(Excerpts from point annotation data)
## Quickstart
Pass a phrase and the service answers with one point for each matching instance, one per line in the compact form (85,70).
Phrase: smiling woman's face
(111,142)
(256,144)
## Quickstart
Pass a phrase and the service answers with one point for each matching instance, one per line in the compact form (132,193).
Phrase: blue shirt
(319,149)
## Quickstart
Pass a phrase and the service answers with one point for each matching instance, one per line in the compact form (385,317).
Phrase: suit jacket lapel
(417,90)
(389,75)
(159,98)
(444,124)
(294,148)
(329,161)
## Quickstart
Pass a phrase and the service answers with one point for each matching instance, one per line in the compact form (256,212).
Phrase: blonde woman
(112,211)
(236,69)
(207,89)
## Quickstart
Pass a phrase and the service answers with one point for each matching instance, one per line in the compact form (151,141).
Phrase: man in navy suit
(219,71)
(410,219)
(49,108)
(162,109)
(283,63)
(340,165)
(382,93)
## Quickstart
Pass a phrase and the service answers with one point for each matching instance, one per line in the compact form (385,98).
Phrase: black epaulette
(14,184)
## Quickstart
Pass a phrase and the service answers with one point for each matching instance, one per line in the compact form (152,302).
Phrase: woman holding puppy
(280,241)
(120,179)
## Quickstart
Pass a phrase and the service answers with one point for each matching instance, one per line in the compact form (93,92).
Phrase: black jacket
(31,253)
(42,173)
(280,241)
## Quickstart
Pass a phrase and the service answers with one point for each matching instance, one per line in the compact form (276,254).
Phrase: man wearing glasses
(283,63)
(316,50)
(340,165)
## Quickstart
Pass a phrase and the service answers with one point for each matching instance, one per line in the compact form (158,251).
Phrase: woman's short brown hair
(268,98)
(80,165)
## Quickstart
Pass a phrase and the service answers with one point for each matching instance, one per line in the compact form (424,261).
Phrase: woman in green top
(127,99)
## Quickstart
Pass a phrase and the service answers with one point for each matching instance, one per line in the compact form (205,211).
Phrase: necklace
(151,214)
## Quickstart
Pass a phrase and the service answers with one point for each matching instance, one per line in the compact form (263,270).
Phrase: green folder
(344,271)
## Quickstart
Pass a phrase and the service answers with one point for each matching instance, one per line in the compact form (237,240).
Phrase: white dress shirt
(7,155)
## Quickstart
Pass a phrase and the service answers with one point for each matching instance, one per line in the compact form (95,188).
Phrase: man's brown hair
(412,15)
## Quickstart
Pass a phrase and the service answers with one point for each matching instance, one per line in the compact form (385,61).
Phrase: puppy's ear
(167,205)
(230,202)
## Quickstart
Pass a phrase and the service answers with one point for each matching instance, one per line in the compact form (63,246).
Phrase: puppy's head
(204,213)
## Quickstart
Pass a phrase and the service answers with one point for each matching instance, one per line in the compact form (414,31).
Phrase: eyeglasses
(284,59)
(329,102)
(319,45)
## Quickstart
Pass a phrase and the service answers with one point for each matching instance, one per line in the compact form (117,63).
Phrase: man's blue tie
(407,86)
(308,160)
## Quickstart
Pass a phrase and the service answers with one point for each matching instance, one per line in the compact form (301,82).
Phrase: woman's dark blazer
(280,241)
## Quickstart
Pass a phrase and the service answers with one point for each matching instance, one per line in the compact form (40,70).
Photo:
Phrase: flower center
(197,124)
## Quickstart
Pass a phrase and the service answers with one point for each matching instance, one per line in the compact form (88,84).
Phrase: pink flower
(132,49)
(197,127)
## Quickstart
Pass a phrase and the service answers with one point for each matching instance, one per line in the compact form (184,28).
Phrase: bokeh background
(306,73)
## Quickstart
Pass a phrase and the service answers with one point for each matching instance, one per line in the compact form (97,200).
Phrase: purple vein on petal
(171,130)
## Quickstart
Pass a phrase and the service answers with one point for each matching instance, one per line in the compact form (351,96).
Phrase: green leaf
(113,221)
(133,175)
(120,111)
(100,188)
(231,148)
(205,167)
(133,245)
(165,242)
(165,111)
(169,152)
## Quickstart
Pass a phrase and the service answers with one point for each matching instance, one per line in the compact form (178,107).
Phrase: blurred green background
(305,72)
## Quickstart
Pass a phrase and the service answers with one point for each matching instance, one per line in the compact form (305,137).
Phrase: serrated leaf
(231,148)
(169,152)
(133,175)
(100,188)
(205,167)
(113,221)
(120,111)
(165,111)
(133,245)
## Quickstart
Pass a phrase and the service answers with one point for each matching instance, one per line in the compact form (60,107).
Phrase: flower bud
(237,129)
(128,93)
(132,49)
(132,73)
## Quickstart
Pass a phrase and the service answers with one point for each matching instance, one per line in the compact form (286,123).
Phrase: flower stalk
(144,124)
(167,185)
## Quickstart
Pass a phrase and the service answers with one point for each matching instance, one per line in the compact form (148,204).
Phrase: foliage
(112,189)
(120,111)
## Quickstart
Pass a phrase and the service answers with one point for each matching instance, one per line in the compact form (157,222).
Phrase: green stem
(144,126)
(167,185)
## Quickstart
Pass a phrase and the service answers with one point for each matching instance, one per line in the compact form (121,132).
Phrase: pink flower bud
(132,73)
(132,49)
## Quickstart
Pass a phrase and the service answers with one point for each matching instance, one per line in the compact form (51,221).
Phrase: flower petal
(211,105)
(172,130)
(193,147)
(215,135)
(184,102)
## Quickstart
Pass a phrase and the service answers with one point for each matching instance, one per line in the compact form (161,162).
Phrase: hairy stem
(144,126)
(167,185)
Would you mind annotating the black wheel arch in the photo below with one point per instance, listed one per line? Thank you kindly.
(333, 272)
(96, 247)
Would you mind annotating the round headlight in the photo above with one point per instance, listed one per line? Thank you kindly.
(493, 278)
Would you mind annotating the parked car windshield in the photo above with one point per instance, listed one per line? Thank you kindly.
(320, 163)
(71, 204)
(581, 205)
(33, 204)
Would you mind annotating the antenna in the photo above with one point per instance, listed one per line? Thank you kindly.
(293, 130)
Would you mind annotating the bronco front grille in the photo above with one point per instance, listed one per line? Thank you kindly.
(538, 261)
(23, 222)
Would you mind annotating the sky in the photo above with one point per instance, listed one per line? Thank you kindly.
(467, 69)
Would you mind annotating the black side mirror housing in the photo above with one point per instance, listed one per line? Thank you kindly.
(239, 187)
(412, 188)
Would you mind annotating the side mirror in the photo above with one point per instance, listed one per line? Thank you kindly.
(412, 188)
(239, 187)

**Problem to solve**
Copy word for word every line of the listing from the one containing "Would you mind annotating the bronco" through the last line, including both of those lines.

**Answer below**
Would you mind annotating the bronco front grille in the photo above with one point per instance, listed one per line? Thank you kindly.
(538, 261)
(23, 222)
Would you mind annotating the sky in the photo above with one point per instance, listed one per line? Thank you kindly.
(467, 69)
Would you mind annotating the black side mirror housing in the photo above with one point per instance, listed one per line? Thank you kindly.
(239, 187)
(412, 188)
Would you mind annotating the side mirror in the photo above with one point per instance, listed one per line? Thank you kindly.
(412, 188)
(239, 187)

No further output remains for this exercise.